**Extrait du document:**
□ □ □ □ □ □ □

Pour aggraver ces préoccupations, un rapport du NANDA du MIT (Networked Agents and Decentralized AI) a révélé qu'un pourcentage stupéfiant de 95% des entreprises américaines avaient constaté peu ou pas de retour sur investissement (ROI) de leurs projets d'IA générative, malgré des investissements collectifs approchant les 40 milliards de dollars.

Analyse de la réaction du marché et des risques de valorisation

La réaction du marché reflète une évaluation complexe de l'immense potentiel de l'IA dans un contexte de valorisations élevées. Les ratios cours/bénéfice (P/E) actuels des principales entreprises axées sur l'IA font l'objet d'un examen minutieux. Nvidia se négocie à un ratio P/E de 47 fois les bénéfices, tandis que Palantir et CrowdStrike affichent des ratios encore plus élevés de 501 et 401, respectivement. Ces chiffres suggèrent un optimisme significatif intégré dans ces actions, que certains analystes considèrent comme potentiellement insoutenable.

Torsten Slok, économiste en chef chez Apollo Global Management, a établi des comparaisons frappantes avec la bulle Internet de la fin des années 1990, affirmant que les valorisations actuelles de l'IA présentent des risques encore plus grands. Il note que les 10 premières entreprises du S&P 500, fortement pondérées en IA, affichent des ratios P/E plus élevés que pendant le pic de l'ère dot-com. De même, Deutsche Bank et Praetorian Capital ont mis en garde contre les risques potentiels de «destruction de capital» découlant des dépenses agressives en centres de données d'IA, établissant des parallèles avec les booms spéculatifs passés qui se sont terminés par des corrections de marché importantes.

Les sept magnifiques entreprises technologiques ont été à l'avant-garde de cette vague d'investissement, allouant un record de 102,5 milliards de dollars aux dépenses en capital, en grande partie pour l'infrastructure de l'IA, au cours de leurs derniers trimestres. Ces dépenses substantielles ont joué un rôle important dans la croissance économique des États-Unis, l'infrastructure de l'IA contribuant à environ un demi-point de pourcentage à la croissance du PIB américain au premier semestre 2025. Cependant, cette forte dépendance à l'égard de quelques acteurs dominants pour l'élan économique soulève des inquiétudes quant au risque de concentration du marché et à une éventuelle «indigestion des dépenses d'investissement» si les gains de productivité projetés ne se matérialisent pas.

□ □ □ □ □ □ □

**Extraits de données:**
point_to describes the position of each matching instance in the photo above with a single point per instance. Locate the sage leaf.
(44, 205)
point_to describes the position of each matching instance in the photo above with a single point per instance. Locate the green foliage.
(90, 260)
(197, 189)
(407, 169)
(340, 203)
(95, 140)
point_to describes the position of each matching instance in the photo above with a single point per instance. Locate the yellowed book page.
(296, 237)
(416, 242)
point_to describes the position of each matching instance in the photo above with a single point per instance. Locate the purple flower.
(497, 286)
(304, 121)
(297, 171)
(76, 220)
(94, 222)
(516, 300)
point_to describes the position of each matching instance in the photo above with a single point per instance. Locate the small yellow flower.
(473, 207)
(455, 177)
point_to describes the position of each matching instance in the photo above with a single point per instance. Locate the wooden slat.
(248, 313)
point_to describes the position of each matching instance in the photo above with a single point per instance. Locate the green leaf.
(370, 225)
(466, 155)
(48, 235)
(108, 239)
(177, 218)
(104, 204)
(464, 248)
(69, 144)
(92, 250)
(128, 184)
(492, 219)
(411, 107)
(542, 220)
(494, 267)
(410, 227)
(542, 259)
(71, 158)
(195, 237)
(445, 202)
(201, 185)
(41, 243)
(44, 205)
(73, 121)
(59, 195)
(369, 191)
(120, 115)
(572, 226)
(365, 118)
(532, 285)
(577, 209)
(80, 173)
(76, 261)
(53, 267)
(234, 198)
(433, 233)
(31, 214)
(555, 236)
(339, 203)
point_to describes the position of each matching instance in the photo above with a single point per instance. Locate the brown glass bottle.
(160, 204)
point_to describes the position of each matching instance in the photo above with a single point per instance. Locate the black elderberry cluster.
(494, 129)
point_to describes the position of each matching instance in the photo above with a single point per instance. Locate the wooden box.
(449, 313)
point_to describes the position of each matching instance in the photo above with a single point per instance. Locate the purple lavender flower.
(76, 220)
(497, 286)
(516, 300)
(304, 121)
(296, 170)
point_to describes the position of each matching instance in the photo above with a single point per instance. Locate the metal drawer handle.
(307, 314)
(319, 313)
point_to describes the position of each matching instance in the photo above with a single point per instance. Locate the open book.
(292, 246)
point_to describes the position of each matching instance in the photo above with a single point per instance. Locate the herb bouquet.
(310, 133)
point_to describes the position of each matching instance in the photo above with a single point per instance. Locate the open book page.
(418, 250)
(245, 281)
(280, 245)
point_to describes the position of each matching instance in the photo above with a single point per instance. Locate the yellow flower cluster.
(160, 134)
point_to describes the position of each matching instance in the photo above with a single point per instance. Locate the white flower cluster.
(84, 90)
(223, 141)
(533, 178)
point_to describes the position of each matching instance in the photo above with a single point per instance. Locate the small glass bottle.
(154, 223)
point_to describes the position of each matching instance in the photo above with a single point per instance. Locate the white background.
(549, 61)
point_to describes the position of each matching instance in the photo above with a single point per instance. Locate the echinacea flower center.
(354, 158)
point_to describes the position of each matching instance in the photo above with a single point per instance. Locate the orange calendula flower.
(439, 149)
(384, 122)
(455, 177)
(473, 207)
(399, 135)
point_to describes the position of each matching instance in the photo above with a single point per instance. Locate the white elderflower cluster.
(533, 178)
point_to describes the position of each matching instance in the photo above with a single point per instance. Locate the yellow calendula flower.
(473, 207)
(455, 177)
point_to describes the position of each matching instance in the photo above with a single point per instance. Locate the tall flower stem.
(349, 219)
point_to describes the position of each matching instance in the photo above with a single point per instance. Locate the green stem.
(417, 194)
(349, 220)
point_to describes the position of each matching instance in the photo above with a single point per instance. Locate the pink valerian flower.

□ □ □ □ □ □ □

**Consigne:**
Recopiez mot pour mot le passage de l'extrait sur les valorisations de l'IA, en commençant à « Analyse de la » et en terminant à « comme potentiellement insoutenable. ».

**Réponse:**
Analyse de la réaction du marché et des risques de valorisation

La réaction du marché reflète une évaluation complexe de l'immense potentiel de l'IA dans un contexte de valorisations élevées. Les ratios cours/bénéfice (P/E) actuels des principales entreprises axées sur l'IA font l'objet d'un examen minutieux. Nvidia se négocie à un ratio P/E de 47 fois les bénéfices, tandis que Palantir et CrowdStrike affichent des ratios encore plus élevés de 501 et 401, respectivement. Ces chiffres suggèrent un optimisme significatif intégré dans ces actions, que certains analystes considèrent comme potentiellement insoutenable.